▶ [Required work]
Print, exactly as given, each line of the data from the line containing "kori bustard -> outline each instance" up to and including its last line.

▶ [Information provided]
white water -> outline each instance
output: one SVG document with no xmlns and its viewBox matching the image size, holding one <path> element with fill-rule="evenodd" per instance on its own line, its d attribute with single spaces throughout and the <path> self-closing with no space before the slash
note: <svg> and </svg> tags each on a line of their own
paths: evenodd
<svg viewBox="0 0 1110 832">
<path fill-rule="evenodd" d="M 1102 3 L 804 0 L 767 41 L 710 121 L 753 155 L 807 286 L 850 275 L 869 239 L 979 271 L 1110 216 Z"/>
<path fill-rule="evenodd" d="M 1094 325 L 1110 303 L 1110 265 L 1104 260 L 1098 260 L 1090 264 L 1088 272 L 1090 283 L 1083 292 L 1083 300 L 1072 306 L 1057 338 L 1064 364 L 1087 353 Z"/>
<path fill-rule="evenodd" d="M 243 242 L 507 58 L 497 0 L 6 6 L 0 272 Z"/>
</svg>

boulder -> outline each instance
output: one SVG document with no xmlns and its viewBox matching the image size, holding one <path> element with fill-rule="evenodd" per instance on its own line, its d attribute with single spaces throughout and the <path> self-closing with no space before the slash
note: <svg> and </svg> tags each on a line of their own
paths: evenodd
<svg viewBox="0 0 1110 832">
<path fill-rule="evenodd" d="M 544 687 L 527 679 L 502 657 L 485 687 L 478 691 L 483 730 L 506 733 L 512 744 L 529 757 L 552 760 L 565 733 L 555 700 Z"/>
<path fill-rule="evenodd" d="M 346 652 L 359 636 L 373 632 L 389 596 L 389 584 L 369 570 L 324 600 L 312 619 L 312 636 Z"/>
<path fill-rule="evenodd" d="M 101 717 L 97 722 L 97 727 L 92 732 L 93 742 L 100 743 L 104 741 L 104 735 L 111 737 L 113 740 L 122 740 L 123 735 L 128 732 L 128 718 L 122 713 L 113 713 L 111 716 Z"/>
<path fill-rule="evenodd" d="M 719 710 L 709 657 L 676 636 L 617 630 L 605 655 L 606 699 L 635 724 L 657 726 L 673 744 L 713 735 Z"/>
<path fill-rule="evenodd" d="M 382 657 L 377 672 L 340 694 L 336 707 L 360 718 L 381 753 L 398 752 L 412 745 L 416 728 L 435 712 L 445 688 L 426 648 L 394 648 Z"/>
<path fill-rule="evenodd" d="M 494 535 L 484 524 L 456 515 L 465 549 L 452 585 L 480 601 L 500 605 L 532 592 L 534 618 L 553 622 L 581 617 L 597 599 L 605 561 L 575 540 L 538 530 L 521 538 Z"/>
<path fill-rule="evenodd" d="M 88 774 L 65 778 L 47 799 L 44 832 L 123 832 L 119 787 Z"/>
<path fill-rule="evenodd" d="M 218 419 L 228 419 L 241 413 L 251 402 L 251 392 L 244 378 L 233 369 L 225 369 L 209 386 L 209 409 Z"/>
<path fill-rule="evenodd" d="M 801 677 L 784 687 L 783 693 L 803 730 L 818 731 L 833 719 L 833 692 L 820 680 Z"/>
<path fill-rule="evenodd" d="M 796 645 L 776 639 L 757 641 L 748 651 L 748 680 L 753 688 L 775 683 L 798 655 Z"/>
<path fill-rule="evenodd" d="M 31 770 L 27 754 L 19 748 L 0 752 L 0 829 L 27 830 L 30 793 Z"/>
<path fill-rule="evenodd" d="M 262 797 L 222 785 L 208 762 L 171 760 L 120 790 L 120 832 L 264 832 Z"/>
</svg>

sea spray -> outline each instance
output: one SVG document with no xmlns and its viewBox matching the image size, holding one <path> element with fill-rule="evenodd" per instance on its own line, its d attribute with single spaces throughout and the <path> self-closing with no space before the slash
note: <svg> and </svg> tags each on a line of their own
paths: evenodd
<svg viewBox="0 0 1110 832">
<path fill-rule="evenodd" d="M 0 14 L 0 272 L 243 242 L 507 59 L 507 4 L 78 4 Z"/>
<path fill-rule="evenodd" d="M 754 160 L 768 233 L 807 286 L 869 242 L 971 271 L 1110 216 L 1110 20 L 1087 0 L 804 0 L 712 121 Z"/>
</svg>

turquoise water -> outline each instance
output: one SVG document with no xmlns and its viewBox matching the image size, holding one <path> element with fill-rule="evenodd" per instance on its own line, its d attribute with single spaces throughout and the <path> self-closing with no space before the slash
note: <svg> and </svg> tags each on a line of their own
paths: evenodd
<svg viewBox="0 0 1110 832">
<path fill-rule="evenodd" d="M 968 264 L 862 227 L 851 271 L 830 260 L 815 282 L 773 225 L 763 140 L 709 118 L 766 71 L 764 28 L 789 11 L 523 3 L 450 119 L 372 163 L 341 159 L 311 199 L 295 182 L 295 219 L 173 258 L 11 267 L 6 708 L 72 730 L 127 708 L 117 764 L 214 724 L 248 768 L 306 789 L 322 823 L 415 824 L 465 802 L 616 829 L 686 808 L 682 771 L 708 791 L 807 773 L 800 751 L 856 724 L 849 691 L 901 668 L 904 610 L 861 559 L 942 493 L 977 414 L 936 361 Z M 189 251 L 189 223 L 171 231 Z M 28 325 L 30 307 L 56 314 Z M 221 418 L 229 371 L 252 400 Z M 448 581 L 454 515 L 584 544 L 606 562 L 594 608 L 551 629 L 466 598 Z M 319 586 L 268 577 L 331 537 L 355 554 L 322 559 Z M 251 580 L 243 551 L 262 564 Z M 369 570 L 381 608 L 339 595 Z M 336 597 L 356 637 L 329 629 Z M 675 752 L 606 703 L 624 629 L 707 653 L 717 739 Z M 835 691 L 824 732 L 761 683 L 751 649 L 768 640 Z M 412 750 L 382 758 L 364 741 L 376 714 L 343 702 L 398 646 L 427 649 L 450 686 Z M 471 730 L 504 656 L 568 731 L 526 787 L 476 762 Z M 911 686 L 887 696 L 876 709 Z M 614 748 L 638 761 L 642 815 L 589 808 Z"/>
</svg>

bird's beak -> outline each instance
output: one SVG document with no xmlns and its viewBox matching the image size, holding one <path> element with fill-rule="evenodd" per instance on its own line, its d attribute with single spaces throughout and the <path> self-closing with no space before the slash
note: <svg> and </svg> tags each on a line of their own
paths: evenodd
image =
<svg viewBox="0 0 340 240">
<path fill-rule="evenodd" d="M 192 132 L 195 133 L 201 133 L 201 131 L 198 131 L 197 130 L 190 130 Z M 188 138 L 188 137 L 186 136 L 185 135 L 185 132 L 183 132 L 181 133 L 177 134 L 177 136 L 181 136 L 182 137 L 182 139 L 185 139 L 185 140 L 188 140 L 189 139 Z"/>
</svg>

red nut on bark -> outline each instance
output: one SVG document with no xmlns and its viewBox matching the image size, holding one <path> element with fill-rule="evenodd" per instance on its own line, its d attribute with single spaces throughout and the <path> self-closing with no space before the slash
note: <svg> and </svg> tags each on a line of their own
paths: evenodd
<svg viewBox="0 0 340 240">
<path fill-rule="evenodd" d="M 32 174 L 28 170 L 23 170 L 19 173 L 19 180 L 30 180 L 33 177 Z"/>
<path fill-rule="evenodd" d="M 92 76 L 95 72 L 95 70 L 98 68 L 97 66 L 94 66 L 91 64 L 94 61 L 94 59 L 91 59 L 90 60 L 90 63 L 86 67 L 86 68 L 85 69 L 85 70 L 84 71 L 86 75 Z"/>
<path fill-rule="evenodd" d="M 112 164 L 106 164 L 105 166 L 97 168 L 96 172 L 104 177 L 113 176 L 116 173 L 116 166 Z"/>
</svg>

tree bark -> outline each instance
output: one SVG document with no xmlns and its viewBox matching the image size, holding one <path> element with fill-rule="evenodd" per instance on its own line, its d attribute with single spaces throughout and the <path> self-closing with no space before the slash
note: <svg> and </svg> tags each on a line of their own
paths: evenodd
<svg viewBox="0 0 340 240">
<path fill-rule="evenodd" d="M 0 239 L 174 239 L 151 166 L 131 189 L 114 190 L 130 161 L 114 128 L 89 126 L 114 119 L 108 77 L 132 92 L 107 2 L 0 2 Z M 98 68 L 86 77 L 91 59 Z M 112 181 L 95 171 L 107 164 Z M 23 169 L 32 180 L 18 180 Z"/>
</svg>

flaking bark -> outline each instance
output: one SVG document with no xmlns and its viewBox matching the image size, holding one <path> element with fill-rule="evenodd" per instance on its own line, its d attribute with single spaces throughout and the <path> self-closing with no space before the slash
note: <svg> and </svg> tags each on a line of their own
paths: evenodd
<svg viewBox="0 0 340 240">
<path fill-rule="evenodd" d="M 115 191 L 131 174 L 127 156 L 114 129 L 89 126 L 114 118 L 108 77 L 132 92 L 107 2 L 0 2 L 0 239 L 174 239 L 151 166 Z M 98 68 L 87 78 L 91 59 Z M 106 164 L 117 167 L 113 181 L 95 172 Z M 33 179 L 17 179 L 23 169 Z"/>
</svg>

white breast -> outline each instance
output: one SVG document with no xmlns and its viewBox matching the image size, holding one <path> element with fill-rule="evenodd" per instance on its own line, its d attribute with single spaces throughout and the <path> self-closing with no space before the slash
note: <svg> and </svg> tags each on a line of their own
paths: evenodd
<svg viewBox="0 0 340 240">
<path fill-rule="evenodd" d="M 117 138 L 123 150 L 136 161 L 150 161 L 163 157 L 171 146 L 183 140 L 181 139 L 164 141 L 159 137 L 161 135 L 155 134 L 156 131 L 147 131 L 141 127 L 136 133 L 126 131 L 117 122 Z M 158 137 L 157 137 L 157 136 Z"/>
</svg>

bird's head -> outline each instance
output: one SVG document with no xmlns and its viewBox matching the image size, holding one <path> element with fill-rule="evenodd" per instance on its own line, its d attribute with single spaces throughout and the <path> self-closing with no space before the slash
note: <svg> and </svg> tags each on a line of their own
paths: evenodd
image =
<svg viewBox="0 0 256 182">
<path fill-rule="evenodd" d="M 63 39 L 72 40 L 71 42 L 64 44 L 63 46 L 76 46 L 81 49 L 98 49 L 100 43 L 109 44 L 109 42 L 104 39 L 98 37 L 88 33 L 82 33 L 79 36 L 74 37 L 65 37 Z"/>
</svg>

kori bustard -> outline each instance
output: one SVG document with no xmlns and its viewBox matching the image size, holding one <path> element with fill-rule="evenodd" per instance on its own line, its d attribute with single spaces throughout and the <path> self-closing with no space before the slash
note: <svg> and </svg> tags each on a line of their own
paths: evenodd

▶ [Final result]
kori bustard -> outline each instance
output: one SVG document with no xmlns and its viewBox matching the image size, holding one <path> element with fill-rule="evenodd" per instance on its own line, its d attribute with single spaces throughout and the <path> self-closing with no space before the slash
note: <svg> and </svg> tags each on a line of their own
paths: evenodd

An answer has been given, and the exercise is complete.